Stated problem: How many lines in the items below contain the string "yellow"? Case must match. Reply with the number alone.

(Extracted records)

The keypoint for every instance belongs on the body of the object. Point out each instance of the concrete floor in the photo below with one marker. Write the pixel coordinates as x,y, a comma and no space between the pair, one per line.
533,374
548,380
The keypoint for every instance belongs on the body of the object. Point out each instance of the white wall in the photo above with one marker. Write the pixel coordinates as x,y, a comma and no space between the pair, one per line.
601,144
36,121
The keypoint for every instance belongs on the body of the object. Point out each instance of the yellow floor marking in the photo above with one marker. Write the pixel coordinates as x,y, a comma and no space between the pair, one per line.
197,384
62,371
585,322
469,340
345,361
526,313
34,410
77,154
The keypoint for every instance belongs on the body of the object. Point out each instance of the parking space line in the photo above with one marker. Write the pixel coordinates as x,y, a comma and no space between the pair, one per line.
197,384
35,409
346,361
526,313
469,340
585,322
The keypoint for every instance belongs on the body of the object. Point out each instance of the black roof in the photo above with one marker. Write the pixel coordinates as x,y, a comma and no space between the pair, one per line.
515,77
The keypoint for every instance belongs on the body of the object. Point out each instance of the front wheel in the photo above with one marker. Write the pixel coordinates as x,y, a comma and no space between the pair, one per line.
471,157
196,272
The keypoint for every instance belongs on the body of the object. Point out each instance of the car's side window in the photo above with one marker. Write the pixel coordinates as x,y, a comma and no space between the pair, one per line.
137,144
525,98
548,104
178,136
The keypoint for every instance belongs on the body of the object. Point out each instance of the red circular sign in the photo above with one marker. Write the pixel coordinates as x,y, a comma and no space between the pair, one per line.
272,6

...

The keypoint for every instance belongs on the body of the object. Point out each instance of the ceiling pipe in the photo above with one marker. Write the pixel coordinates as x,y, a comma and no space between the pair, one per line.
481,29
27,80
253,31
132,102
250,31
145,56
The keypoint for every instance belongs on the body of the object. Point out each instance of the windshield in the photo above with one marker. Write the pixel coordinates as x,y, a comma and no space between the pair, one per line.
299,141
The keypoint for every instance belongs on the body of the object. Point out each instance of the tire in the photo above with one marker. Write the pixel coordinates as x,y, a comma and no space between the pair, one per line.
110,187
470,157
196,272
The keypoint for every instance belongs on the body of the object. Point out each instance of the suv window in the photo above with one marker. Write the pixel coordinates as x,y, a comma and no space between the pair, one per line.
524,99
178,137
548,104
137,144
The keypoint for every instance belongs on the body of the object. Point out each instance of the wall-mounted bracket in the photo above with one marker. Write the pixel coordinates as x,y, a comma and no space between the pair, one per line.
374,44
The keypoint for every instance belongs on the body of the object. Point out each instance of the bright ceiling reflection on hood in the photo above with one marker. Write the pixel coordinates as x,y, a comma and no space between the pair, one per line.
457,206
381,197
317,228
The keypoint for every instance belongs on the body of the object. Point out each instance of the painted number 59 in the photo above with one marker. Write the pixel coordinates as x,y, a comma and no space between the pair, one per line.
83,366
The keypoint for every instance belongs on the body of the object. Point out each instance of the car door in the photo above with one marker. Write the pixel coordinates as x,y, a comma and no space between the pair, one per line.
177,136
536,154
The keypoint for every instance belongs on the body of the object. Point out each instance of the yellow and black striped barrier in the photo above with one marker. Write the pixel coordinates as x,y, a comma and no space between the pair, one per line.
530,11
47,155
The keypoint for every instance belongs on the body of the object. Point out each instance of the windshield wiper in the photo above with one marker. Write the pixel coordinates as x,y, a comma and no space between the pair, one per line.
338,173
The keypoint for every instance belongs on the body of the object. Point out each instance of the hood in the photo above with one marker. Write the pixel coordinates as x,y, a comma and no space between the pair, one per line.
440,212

Expected answer: 2